Task: In the stretch from the line containing "Locate the riverbank" through the line containing "Locate the red", switch "coordinates" to "positions" and leave everything else unchanged. Return only those lines.

(Part of a data file)
━━━━━━━━━━━━━━━━━━━━━━━━━━━━━━

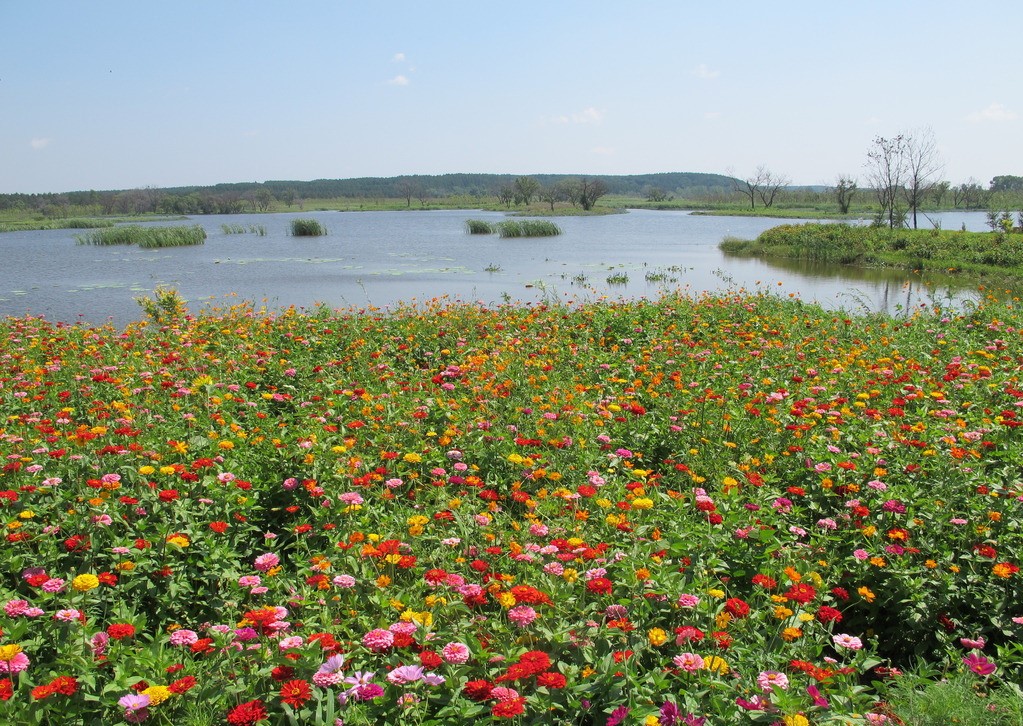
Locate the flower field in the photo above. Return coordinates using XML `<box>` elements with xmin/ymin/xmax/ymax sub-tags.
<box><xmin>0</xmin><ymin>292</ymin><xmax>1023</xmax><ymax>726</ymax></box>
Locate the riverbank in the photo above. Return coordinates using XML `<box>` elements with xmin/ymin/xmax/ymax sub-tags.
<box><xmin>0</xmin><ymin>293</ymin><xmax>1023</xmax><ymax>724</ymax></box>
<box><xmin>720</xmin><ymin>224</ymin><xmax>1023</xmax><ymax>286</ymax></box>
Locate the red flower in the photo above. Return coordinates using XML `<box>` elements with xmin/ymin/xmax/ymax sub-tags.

━━━━━━━━━━━━━━━━━━━━━━━━━━━━━━

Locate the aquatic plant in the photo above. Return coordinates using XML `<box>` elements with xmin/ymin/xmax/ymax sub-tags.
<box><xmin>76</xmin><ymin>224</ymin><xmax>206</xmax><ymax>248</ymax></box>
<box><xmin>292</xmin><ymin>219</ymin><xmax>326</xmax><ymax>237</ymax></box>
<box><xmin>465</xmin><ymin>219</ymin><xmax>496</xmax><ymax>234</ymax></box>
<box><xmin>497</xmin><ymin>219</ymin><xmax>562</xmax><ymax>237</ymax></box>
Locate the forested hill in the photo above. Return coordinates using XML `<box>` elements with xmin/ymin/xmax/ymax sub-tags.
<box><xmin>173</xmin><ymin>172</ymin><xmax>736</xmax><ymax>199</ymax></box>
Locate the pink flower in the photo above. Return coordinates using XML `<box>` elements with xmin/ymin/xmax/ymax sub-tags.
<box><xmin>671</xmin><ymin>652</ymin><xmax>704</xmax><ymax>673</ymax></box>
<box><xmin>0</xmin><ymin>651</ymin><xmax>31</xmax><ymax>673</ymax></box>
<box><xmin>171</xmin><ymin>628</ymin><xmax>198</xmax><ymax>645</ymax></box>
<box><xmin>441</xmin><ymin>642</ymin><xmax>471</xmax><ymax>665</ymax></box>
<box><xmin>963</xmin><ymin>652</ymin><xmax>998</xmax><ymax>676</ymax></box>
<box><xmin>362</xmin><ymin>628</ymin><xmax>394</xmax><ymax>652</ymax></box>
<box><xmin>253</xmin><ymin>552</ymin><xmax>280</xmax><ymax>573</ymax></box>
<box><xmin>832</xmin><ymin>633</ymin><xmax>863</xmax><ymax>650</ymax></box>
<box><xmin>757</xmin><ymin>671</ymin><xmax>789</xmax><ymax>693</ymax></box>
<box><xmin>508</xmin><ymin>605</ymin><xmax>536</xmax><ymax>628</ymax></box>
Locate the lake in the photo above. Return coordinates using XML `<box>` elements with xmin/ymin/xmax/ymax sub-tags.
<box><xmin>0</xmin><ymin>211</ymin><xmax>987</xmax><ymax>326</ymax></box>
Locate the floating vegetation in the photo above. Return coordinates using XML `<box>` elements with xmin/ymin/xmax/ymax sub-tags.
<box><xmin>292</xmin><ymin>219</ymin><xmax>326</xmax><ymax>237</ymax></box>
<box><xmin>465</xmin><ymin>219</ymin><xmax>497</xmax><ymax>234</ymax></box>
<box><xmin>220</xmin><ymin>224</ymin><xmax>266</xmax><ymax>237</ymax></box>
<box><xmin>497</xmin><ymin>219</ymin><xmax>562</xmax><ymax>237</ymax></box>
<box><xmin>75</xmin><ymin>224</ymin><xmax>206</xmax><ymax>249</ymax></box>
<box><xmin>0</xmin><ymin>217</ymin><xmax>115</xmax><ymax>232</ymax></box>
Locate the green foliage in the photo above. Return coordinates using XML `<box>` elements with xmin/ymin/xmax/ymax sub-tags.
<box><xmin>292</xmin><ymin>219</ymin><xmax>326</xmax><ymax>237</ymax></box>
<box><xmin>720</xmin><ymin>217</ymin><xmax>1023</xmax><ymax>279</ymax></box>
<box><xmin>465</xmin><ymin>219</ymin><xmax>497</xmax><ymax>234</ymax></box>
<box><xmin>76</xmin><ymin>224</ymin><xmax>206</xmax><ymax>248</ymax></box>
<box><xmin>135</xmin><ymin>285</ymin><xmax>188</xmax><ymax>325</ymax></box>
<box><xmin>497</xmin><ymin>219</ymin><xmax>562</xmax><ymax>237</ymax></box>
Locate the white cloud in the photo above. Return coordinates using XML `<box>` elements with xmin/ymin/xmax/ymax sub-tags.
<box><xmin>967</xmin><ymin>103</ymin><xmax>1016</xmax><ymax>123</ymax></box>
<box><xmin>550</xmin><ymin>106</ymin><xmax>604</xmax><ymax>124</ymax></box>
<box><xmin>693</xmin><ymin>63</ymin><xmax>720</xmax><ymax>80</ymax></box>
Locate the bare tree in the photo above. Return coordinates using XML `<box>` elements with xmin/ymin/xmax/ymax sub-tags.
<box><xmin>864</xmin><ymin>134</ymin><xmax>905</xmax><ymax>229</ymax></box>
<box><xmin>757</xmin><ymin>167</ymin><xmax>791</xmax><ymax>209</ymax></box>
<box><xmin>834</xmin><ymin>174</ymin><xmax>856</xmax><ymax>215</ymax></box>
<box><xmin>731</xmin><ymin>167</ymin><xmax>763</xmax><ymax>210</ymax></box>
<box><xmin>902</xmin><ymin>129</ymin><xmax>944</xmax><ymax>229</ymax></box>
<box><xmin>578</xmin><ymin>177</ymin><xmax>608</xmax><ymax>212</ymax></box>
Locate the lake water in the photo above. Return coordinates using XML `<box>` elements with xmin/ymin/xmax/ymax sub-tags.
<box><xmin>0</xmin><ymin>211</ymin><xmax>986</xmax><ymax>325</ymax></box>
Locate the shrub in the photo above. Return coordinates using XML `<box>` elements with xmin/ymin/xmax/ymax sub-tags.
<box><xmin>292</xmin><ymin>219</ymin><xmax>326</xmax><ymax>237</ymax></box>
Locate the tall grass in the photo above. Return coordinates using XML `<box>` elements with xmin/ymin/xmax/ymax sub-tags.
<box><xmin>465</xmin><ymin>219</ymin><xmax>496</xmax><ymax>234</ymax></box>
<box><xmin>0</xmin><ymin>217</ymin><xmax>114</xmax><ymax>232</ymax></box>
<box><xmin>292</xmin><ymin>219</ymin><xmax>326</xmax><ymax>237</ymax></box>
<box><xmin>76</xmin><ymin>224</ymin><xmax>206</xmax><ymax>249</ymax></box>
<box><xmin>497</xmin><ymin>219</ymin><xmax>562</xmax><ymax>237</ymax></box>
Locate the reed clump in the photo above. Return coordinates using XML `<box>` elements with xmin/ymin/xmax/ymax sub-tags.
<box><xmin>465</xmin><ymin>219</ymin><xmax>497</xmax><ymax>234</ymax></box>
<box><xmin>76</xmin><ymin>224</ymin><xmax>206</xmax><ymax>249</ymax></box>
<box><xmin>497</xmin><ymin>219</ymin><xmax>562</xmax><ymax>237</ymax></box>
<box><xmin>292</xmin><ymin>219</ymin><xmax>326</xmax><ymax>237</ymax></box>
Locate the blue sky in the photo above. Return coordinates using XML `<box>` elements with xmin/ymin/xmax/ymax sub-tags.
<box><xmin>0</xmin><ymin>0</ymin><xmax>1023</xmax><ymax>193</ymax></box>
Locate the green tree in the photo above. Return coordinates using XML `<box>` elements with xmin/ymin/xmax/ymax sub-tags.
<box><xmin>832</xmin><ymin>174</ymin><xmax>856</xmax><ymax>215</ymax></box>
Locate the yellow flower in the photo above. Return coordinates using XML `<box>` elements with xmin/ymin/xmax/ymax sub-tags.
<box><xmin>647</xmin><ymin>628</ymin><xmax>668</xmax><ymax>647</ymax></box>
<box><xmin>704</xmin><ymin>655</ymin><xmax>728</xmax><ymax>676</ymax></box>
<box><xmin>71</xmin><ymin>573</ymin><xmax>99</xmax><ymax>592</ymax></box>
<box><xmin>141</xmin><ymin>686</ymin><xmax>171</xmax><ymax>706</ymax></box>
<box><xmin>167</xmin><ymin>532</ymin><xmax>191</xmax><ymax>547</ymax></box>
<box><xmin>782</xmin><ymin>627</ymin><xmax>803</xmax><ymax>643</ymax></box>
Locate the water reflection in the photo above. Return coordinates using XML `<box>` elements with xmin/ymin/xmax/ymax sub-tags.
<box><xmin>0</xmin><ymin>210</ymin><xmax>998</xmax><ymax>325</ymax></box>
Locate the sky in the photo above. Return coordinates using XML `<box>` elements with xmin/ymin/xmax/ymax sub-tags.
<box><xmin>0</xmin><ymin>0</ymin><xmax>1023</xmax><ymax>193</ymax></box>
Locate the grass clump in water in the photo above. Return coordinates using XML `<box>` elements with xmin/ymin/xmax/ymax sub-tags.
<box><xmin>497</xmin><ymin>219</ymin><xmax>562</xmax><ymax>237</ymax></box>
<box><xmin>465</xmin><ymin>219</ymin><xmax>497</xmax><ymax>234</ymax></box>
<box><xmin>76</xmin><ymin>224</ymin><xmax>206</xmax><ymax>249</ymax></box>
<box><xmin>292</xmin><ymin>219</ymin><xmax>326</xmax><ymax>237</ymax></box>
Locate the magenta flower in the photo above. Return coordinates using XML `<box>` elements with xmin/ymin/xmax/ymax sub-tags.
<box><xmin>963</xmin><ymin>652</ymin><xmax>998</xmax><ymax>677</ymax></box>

━━━━━━━━━━━━━━━━━━━━━━━━━━━━━━

Solution to this exercise:
Locate the riverbank in the photo above. Return positions using XML `<box>` elements with xmin/ymin/xmax/ymax sub-tags.
<box><xmin>0</xmin><ymin>293</ymin><xmax>1023</xmax><ymax>724</ymax></box>
<box><xmin>720</xmin><ymin>224</ymin><xmax>1023</xmax><ymax>286</ymax></box>
Locate the red flower in the photo above. Return positions using XML `<box>` elements with xmin/ymin/xmax/ymax sub-tags.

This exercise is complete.